# mi tengo sul vago



## elemika

Buongiorno,
il mio contesto:
"Quando mi fanno questa domanda, io non mi sbottono, _mi tengo sul vago_"

Cosa significa "_mi tengo sul vago_" qui? E' un'espressione idiomatica?
Grazie!


----------



## Necsus

Ciao, Elemika. In questo caso è un aggettivo sostantivato, e vuol dire dare una risposta generica, non precisa, evasiva.
Dal Garzanti: *1* ciò che è indeterminato, impreciso: _un discorso che cade nel vago_; _tenersi_, _restare nel vago._


----------



## elemika

Ciao, Necsus !
Grazie!!!
Dunque, se ho capito bene, "mi tengo sul vago" = "rispondo in modo evasivo"?


----------



## annapo

non sbottonarsi, rimanere vaghi (che è l'espressione corretta: stare/rimanere sul vago è colloquiale) significa: non fornire risposte specifiche, definite su un argomento, prevalentemente allo scopo di non compromettersi, non prendere posizione, non rischiare errori, non farsi nemici.

Sì è abbastanza idiomatica.
Anna


----------



## infinite sadness

A volte lo scopo di tenersi sul vago può essere quello di non far capire al professore che non si conosce la risposta.


----------



## Necsus

Ciao, Anna. Io francamente non definirei '_restare/tenersi nel/sul vago'_ colloquiale, e come vedi non è catalogato come tale neanche nella citazione del Garzanti riportata nel mio precedente post.


----------



## elemika

Ciao, Anna, Infinite Sadness e Necsus,
grazie per le vostre spiegazioni chiare e utili!
Felice anno nuovo a voi!


----------



## annapo

Necsus said:


> Ciao, Anna. Io francamente non definirei '_restare/tenersi nel/sul vago'_ colloquiale, e come vedi non è catalogato come tale neanche nella citazione del Garzanti riportata nel mio precedente post.



I dizionari citano anche espressioni colloquiali, perché registrano le accezioni d'uso di determinate parole. Su un dizionario troverai facilmente espressioni del tipo: "non valere una cicca" "fare tanto di cappello" "sapere qualcosa a menadito" "saperne una più del diavolo" "essere culo e camicia" e "culo di bicchiere" riferito a lenti spesse o a brillanti falsi, ecc che sono tutte espressioni squisitamente colloquiali. 


Quanto al tenersi sul vago, la sua colloquialità secondo me è provata dal fatto che si tratta di una espressione non proprio scorretta, ma impropria,  "mantenersi vaghi" invece, è una costruzione grammaticalmente inappuntabile.


----------



## facciadipietra

Se per “colloquiale” si intende “improprio” (come esplicitamente detto da annapo) o “inelegante” o “inadatto alla prosa controllata” (come suggerito da annapo con alcuni degli esempi di espressioni “colloquiali” che sono semmai esempi di espressioni “ineleganti” (quelli con culo e cicca)) e se poi parallelamente si etichetta come “colloquiale” qualsiasi cosa, allora alla fine in ambito formale noi italiani non potremo scrivere più niente!

▶ Dati di partenza
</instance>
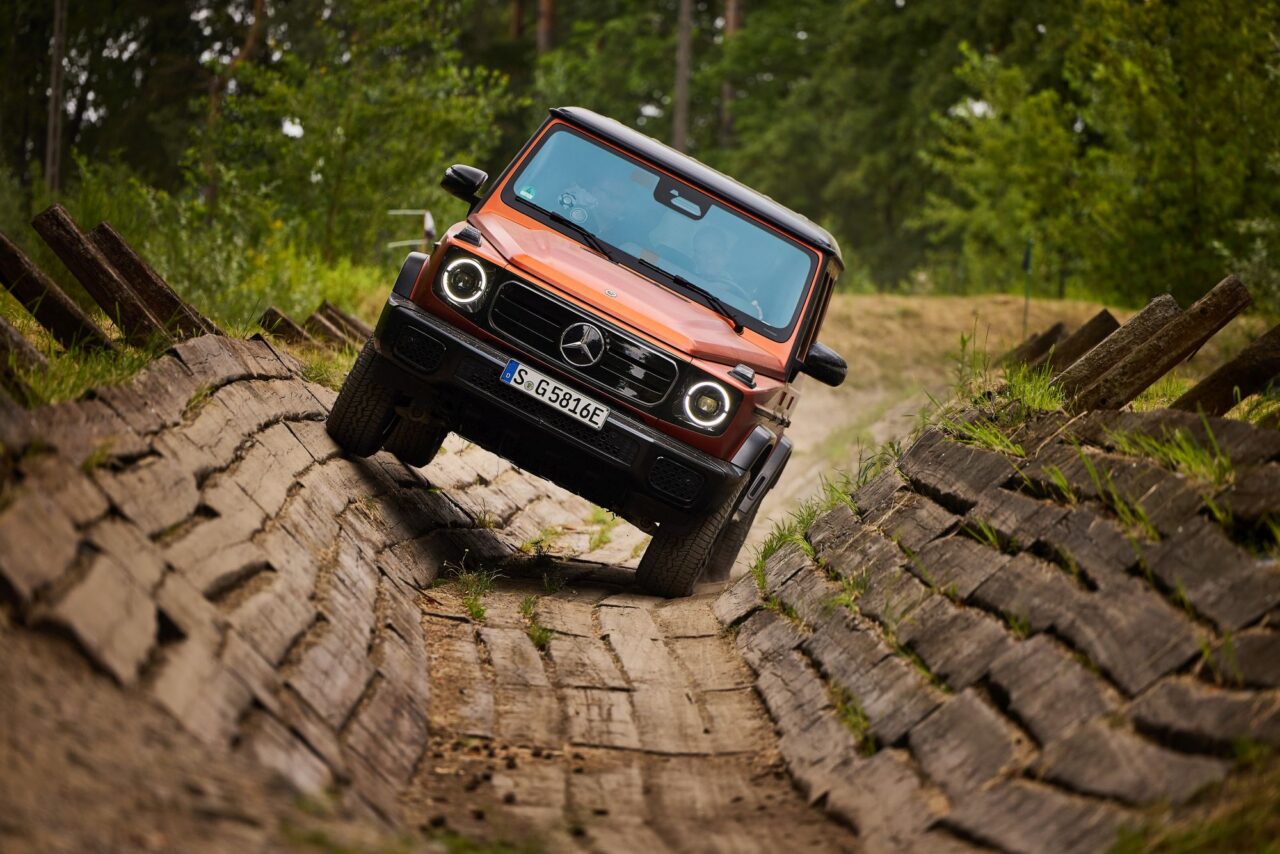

▶ Scopo del compito
Trascrivi senza alcuna modifica la parte della discussione su «tenersi sul vago» che comincia con "Quanto al tenersi" e termina con "costruzione grammaticalmente inappuntabile.". Il materiale non serve per svolgere questo lavoro.

▶ Risposta
Quanto al tenersi sul vago, la sua colloquialità secondo me è provata dal fatto che si tratta di una espressione non proprio scorretta, ma impropria,  "mantenersi vaghi" invece, è una costruzione grammaticalmente inappuntabile.